• Written exercise
Extract the full listing below without altering a single character.
--- begin Supplied information ---
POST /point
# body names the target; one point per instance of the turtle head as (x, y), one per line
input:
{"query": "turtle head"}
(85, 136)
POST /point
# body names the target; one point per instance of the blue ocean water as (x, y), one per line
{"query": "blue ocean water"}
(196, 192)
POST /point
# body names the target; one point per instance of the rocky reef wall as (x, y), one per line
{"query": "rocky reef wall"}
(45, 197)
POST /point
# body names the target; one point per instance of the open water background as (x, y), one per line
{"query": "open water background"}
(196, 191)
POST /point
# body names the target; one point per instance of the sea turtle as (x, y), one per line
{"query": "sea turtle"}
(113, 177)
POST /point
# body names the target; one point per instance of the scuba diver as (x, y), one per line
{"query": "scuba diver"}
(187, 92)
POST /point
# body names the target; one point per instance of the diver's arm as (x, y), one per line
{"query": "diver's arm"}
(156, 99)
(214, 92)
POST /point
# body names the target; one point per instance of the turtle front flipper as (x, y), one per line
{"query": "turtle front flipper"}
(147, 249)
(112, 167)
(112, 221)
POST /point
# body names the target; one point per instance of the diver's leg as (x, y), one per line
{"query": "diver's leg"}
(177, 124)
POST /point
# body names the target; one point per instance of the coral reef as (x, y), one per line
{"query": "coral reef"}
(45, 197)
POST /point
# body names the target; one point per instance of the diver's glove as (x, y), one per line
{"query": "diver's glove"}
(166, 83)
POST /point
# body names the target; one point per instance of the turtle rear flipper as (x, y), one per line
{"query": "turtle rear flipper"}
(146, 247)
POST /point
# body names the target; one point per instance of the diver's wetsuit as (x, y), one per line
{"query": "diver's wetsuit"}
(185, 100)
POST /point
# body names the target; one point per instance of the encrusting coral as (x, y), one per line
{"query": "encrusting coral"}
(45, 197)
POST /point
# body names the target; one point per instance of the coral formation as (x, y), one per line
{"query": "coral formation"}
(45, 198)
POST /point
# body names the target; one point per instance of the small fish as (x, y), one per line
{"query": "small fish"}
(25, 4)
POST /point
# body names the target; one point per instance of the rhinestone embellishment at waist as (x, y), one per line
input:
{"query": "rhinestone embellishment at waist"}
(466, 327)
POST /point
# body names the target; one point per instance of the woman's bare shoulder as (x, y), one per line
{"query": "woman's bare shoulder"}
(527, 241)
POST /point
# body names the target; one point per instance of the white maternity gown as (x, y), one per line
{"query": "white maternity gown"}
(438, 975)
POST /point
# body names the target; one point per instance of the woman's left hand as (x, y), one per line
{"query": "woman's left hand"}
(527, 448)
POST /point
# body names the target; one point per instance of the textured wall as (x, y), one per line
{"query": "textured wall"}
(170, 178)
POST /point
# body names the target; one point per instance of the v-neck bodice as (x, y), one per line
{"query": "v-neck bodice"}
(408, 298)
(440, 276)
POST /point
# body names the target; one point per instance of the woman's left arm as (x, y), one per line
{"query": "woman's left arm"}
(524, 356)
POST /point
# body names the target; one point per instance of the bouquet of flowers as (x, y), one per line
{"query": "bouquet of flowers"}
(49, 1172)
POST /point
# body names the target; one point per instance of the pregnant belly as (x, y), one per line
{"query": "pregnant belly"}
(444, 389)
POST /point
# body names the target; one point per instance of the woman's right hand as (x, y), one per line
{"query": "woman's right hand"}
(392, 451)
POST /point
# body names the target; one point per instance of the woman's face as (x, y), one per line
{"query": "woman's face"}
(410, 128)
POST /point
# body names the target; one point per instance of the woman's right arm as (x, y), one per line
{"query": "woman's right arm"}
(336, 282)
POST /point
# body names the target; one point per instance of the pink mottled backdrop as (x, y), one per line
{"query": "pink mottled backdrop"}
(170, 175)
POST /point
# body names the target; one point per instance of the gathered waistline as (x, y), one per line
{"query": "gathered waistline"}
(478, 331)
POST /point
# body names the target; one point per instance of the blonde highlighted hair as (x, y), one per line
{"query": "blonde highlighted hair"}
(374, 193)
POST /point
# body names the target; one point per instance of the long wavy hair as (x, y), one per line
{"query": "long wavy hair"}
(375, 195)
--- end Supplied information ---
• Full answer
POST /point
# body names the target; one point per instance of the turtle head as (x, y), one per line
input:
{"query": "turtle head"}
(85, 136)
POST /point
# body names the target; one point per instance of the blue ocean water as (x, y), one per line
{"query": "blue ocean water"}
(196, 192)
POST /point
# body names the target; one point per instance of the rocky reef wall as (x, y), one per line
{"query": "rocky reef wall"}
(45, 197)
POST /point
# body names the target; one point per instance of the open water background as (x, y), one per line
{"query": "open water background"}
(196, 191)
POST /point
# body names the target; one point per instance of the sea turtle as (x, y), one per line
{"query": "sea turtle"}
(113, 177)
POST /point
# body names the target; one point per instance of the scuba diver as (x, y), one per line
{"query": "scuba diver"}
(187, 92)
POST /point
# body names the target; one point per instance of the diver's arm as (x, y), one per line
{"query": "diver's arm"}
(156, 99)
(214, 92)
POST /point
# body names the target; one point per instance of the turtle front flipper as (x, y), one per line
{"query": "turtle front flipper"}
(147, 249)
(112, 167)
(112, 221)
POST /point
# body names the target; one point per instance of the diver's leg as (x, y), one per line
{"query": "diver's leg"}
(177, 124)
POST /point
# body names the target; one point per instance of the coral reef as (x, y), one per line
{"query": "coral reef"}
(45, 197)
POST /point
# body names the target; one point per instance of the diver's glove as (x, y), one per line
{"query": "diver's glove"}
(166, 83)
POST /point
# body names the target; one point per instance of the turtle rear flipper as (x, y), one per line
{"query": "turtle rear flipper"}
(146, 247)
POST /point
# body names the target; one point per instance of the diver's wetsuit as (x, y), one per line
{"query": "diver's wetsuit"}
(185, 100)
POST /point
# body names the target; one point per instance of the encrusting coral as (x, y), one per line
{"query": "encrusting coral"}
(45, 197)
POST /point
# body names the target; one point per instance of the coral formation as (x, y), one per line
{"query": "coral formation"}
(45, 198)
POST /point
# body names the target; one point per instance of the small fish as (x, y), one per line
{"query": "small fish"}
(25, 4)
POST /point
# body names the target; one point per instance of the rhinestone embellishment at waist as (x, y), one per line
input:
{"query": "rhinestone embellishment at waist"}
(466, 327)
POST /point
# body names the target; one point per instance of the woman's bare shoulder as (x, y), one per line
{"query": "woman's bare shoulder"}
(527, 241)
POST /point
# body names the target; one point per instance of the white maternity gown as (x, y), one per line
{"query": "white maternity gown"}
(438, 975)
POST /point
# body names the target; one point per instance of the woman's left hand as (x, y), one per line
{"query": "woman's left hand"}
(527, 448)
POST /point
# body names the target; one point per instance of the textured wall as (x, y), one per line
{"query": "textured wall"}
(170, 178)
POST /point
# body names the target; one point per instance of the v-neck bodice as (x, y), one per line
{"query": "v-neck bodice"}
(408, 298)
(440, 276)
POST /point
# body names the target; one point per instance of the woman's left arm as (x, y), one per line
{"query": "woman's left arm"}
(524, 356)
POST /point
# body names the target; one point per instance of the bouquet of flowers as (x, y), one per line
{"query": "bouquet of flowers"}
(49, 1172)
POST /point
# body names the target; one point per instance of the pregnant belly as (x, y), one per line
{"query": "pregnant belly"}
(444, 389)
POST /point
# body names the target; one point per instance of the woman's right hand as (x, y), one per line
{"query": "woman's right hand"}
(392, 451)
POST /point
# body names the target; one point per instance of the woman's face as (x, y), one per line
{"query": "woman's face"}
(410, 128)
POST /point
# body names the target; one point per instance of the woman's right arm as (x, y), one per line
{"query": "woman's right arm"}
(336, 282)
POST /point
# body names the target; one point per instance of the pink mottled backdrop as (x, y), one per line
{"query": "pink mottled backdrop"}
(170, 175)
POST /point
# body names the target; one point per instance of the gathered waistline as (x, y), one per line
{"query": "gathered waistline"}
(478, 331)
POST /point
# body names the target; one point per instance of the blonde highlighted hair as (x, y), one per line
{"query": "blonde highlighted hair"}
(374, 193)
POST /point
# body names the target; one point per instance of the long wavy hair as (x, y), one per line
{"query": "long wavy hair"}
(375, 195)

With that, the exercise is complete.